Exercise goal –
Would you set down the data below exactly as shown?

[Natural-language object grounding data]
*** Block opens ***

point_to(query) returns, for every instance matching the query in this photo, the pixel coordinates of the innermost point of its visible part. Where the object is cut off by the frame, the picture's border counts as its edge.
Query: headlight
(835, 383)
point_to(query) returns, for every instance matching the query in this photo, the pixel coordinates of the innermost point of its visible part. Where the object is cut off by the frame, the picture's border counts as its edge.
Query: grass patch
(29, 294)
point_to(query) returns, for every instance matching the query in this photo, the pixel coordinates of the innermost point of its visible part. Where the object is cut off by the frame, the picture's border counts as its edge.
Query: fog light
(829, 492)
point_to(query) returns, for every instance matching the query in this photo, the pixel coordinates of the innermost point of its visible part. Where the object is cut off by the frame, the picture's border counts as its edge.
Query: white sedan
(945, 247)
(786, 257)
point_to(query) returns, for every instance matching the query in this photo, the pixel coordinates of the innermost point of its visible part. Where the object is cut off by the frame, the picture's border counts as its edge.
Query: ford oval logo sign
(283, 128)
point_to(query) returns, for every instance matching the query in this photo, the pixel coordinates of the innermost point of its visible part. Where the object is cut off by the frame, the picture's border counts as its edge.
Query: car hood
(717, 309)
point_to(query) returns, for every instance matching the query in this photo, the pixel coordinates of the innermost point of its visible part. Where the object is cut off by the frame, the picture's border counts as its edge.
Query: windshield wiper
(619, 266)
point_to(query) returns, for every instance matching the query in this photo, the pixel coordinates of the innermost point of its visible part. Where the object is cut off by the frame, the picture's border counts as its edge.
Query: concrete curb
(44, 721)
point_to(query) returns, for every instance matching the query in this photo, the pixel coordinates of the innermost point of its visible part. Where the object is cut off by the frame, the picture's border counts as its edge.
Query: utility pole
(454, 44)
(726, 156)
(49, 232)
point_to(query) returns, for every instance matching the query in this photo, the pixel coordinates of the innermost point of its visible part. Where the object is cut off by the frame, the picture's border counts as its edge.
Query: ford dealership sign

*** Block closes ***

Solution for this exercise –
point_to(query) returns, for every instance matching the query in this photo, the pixel coordinates of the innermost point of its visible part. Where the object is cut off by the frame, the picture's border counts as its edge.
Query: headlight
(835, 383)
point_to(query) returns, for every instance matching the query in this photo, the pixel coordinates of the innermost point of its visible part. Where the object is cut off by the frame, the picture's border counts as its edge.
Query: grass patch
(29, 294)
point_to(query) returns, for every instance matching the query in this photo, the pixel coordinates of the innermost point of its visible part. Where the object is cut off by the frame, the picture's border counts as its edge.
Query: fog light
(829, 492)
point_to(query) returns, for every instance matching the query in this photo, the pixel coordinates of the innermost point of its visible part. Where the object is cut off by the frame, the picture's border counts as its edge.
Query: white sedan
(945, 247)
(786, 257)
point_to(query) returns, for every instance matching the query in this photo, the pixel coordinates of the innermost point of its visible part. Where the object is cut off by the frame, the picture's border counts as its edge.
Query: ford oval logo sign
(283, 128)
point_to(query) returns, for every instance matching the query in this photo, the pixel coordinates of the innermost point of its visible part. Where the object is cut off by the frame, the picture's border counts as its edge.
Query: car hood
(717, 309)
point_to(query) returns, for every instance matching the query in this photo, the pixel coordinates of the innermost point of its visible part. Where the object is cut off by the frame, the picture's border counts as its edge.
Query: windshield wiper
(619, 266)
point_to(query) returns, for every instance matching the query in this photo, the pixel coordinates of the innermost point of its visible part. Where the object is cut off by the frame, the picture's border counts as its edge.
Query: concrete curb
(44, 721)
point_to(query) returns, for every instance matching the query in this photo, the pixel coordinates of the innermost point of its visible part. Where the object is cut off by the frame, the picture's border counts as its edge.
Query: utility pole
(454, 44)
(726, 156)
(49, 232)
point_to(query) returns, for every instance matching the query in this photo, the pixel coordinates of the innermost point of its visible part. Where the object is cut off by the frame, the picture's border counts as its edge.
Query: ford dealership sign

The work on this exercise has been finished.